Zadanie do wykonania A.
Powiel dokładnie fragment tekstu o grze Splinter Cell – Chaos Theory, wszystko od „Ta gra to wśród” aż po „odbiorze nie przeszkadzają.”.

Udostępniony fragment.

══════════════════════════════

Cóż to sobie odświeżyłem dzięki 12-złotowej promocji Kolekcji Klasyki?

Splinter Cell - Chaos Theory

Ta gra to wśród miłośników skradanek już swego rodzaju legenda. Przygody poruszającego się głównie w cieniu agenta Sama Fishera podane w techno-modernistycznym klimacie stworzonym przez Toma Clancy'ego doczekały się jak na razie czterech gier (piąta w drodze). Chaos Theory uchodzi za najlepszą z dotychczasowych części, bez wątpienia zasłużenie. Choć gra już kilka latek ma, to w dalszym ciągu wygląda nieźle. Animacje są dopieszczone, a sama grafika spokojnie wytrzymuje konfrontację z dzisiejszymi produkcjami. To w połączeniu ze świetnym udźwiękowieniem sprawia, że technikalia zdecydowanie w odbiorze nie przeszkadzają.

══════════════════════════════

Zadanie do wykonania B.
Zapisz dokładnie wiersze danych zamieszczonych poniżej, wszystko od wiersza zawierającego „Reviewer note: make sure every instance of the orange” aż po sam koniec danych, łącznie z tym pierwszym wierszem.

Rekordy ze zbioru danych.
══════════════════════════════

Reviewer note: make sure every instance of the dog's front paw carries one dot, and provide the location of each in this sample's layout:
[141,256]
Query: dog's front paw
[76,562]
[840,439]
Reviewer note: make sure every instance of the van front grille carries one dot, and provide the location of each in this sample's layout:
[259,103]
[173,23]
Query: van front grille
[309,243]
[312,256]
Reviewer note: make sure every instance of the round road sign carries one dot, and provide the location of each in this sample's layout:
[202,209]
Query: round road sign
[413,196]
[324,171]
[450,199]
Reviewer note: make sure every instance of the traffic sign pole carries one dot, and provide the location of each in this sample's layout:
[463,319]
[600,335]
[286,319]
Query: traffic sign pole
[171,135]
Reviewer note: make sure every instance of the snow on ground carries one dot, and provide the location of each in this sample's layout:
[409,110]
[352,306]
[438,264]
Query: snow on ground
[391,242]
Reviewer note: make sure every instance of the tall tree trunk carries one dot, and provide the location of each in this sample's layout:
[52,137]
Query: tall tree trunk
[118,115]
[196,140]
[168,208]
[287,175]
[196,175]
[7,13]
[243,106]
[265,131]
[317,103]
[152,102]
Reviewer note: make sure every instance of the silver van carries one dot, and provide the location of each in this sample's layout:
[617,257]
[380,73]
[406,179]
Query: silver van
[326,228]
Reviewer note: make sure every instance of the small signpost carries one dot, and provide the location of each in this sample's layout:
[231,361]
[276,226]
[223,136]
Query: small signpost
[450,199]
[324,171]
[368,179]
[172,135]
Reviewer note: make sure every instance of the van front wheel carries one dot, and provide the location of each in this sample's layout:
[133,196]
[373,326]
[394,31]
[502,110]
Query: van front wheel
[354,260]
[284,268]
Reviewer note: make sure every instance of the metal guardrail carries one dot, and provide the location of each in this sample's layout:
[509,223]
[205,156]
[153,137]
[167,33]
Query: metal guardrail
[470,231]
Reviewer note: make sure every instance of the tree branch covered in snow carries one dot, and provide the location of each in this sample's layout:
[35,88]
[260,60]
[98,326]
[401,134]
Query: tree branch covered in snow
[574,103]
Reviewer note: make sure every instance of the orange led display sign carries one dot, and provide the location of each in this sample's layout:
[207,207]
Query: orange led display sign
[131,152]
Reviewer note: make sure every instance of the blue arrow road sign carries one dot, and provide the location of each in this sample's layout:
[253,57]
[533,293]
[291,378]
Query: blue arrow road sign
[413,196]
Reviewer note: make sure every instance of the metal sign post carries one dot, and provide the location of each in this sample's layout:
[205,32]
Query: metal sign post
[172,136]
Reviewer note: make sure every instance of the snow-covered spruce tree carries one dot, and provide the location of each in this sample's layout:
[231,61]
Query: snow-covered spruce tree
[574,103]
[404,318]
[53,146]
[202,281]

══════════════════════════════

Rozwiązanie A.
Ta gra to wśród miłośników skradanek już swego rodzaju legenda. Przygody poruszającego się głównie w cieniu agenta Sama Fishera podane w techno-modernistycznym klimacie stworzonym przez Toma Clancy'ego doczekały się jak na razie czterech gier (piąta w drodze). Chaos Theory uchodzi za najlepszą z dotychczasowych części, bez wątpienia zasłużenie. Choć gra już kilka latek ma, to w dalszym ciągu wygląda nieźle. Animacje są dopieszczone, a sama grafika spokojnie wytrzymuje konfrontację z dzisiejszymi produkcjami. To w połączeniu ze świetnym udźwiękowieniem sprawia, że technikalia zdecydowanie w odbiorze nie przeszkadzają.

Rozwiązanie B.
Reviewer note: make sure every instance of the orange led display sign carries one dot, and provide the location of each in this sample's layout:
[207,207]
Query: orange led display sign
[131,152]
Reviewer note: make sure every instance of the blue arrow road sign carries one dot, and provide the location of each in this sample's layout:
[253,57]
[533,293]
[291,378]
Query: blue arrow road sign
[413,196]
Reviewer note: make sure every instance of the metal sign post carries one dot, and provide the location of each in this sample's layout:
[205,32]
Query: metal sign post
[172,136]
Reviewer note: make sure every instance of the snow-covered spruce tree carries one dot, and provide the location of each in this sample's layout:
[231,61]
Query: snow-covered spruce tree
[574,103]
[404,318]
[53,146]
[202,281]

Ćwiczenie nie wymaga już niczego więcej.